--- begin Available data ---

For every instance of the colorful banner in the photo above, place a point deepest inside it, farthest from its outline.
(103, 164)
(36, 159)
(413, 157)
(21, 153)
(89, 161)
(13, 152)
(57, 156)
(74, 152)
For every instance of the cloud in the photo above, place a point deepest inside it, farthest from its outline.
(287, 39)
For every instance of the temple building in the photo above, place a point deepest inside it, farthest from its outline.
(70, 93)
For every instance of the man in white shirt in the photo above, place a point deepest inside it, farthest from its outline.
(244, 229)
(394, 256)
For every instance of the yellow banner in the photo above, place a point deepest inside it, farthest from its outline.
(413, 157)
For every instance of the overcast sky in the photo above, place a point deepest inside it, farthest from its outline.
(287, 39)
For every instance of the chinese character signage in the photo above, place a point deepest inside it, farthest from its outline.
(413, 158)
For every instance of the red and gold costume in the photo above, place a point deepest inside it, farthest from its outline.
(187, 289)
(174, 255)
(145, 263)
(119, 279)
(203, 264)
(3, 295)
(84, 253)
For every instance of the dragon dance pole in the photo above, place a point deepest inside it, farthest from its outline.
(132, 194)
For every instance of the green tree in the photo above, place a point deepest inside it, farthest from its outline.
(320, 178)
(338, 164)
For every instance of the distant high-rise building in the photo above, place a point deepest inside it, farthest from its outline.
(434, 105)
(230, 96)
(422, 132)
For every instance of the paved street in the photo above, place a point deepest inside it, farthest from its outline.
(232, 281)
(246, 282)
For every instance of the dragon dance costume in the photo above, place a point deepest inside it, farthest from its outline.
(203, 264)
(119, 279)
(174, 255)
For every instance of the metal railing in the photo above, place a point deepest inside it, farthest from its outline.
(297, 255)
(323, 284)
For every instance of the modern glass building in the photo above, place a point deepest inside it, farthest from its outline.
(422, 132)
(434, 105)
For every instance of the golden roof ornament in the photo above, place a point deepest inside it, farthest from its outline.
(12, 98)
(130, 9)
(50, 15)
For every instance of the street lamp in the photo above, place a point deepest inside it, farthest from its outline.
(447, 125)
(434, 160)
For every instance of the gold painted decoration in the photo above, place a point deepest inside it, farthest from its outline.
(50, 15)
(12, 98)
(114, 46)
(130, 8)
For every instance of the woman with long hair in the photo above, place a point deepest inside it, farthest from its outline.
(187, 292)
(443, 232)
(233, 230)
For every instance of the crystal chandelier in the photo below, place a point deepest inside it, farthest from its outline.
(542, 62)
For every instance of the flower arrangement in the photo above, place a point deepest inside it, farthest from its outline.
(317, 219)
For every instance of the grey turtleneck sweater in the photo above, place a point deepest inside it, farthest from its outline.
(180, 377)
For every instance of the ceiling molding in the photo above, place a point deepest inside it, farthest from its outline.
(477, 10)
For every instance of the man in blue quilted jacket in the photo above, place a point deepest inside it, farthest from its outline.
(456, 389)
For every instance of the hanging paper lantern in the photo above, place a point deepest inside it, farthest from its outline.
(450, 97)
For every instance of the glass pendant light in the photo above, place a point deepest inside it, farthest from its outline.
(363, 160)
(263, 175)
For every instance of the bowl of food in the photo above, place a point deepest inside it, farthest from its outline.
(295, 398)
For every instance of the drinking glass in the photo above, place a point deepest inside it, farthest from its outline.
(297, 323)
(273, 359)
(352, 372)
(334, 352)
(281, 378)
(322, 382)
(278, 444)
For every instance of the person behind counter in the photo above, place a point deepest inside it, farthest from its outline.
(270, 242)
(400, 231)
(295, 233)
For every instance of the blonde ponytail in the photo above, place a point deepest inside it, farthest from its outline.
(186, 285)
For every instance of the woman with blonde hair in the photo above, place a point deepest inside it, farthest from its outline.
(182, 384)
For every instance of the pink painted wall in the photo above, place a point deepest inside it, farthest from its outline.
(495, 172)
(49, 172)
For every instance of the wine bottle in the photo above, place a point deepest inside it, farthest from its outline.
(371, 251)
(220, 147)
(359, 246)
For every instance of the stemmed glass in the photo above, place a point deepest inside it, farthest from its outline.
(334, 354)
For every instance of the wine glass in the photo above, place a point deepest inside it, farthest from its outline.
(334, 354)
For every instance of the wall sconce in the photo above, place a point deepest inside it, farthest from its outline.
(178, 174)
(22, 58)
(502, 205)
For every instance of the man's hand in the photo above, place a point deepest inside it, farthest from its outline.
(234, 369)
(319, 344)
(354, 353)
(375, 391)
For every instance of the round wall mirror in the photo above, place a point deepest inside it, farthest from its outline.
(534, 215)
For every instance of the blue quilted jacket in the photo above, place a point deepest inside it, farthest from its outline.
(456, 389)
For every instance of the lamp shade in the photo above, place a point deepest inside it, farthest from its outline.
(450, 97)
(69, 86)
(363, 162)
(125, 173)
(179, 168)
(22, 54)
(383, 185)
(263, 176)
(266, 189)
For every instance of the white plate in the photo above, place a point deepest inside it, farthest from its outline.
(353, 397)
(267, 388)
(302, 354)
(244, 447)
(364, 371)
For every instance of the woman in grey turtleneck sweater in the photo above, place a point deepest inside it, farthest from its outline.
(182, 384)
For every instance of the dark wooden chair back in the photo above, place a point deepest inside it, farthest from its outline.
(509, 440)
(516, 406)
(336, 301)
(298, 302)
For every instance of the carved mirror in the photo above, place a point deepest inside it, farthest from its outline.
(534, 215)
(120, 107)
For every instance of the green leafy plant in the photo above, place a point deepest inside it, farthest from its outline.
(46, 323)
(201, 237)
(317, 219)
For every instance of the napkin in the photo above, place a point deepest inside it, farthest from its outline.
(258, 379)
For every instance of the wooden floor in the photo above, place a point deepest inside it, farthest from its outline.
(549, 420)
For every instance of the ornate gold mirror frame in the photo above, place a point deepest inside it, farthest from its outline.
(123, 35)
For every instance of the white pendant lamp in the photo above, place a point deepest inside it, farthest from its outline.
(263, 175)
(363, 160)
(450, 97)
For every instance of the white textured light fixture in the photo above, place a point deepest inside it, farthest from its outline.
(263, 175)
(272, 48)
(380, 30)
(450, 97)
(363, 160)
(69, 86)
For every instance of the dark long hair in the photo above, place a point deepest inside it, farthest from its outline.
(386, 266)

--- end Available data ---

Problem to work on = Repeat only the lines from the one holding "For every instance of the blue" through the last line of the data.

Solution to this problem =
For every instance of the blue quilted jacket in the photo above, place a point deepest inside it, farthest from its outline.
(456, 389)
For every instance of the lamp shade in the photo above, place a point deepest inside it, farthest from its outline.
(450, 97)
(69, 86)
(363, 162)
(125, 173)
(179, 168)
(22, 54)
(383, 185)
(263, 176)
(266, 189)
For every instance of the white plate in the photo above, place a point deepest inside it, farthest from its outline.
(353, 397)
(267, 388)
(302, 354)
(244, 447)
(364, 371)
For every instance of the woman in grey turtleneck sweater in the photo above, place a point deepest inside it, farthest from its outline.
(182, 384)
For every instance of the dark wooden chair back in the photo above, place a point deepest inside it, farthest from its outline.
(509, 440)
(516, 406)
(336, 301)
(298, 302)
For every instance of the carved mirror in the photo above, place a point deepest inside it, farthest from its outline.
(534, 215)
(120, 107)
For every instance of the green leafy plant in the photo above, place a point deepest inside it, farthest from its outline.
(46, 323)
(201, 237)
(317, 219)
For every instance of the napkin in the photo above, place a point deepest inside it, farthest from its outline.
(258, 379)
For every instance of the wooden floor in the photo above, place a point deepest inside it, farthest from its outline.
(549, 420)
For every instance of the ornate gold mirror frame in the photo above, place a point deepest inside it, farthest from its outline.
(123, 35)
For every instance of the white pendant lamp in the photo above, place a point deepest inside it, farthest from its outline.
(263, 175)
(363, 160)
(450, 97)
For every instance of the white textured light fixture in the photo above, place a point deepest inside it, farthest from its outline.
(263, 175)
(272, 48)
(380, 30)
(450, 97)
(363, 160)
(69, 86)
For every instance of the dark long hair in the photo above, place a point deepest inside it, farthest from its outline.
(386, 266)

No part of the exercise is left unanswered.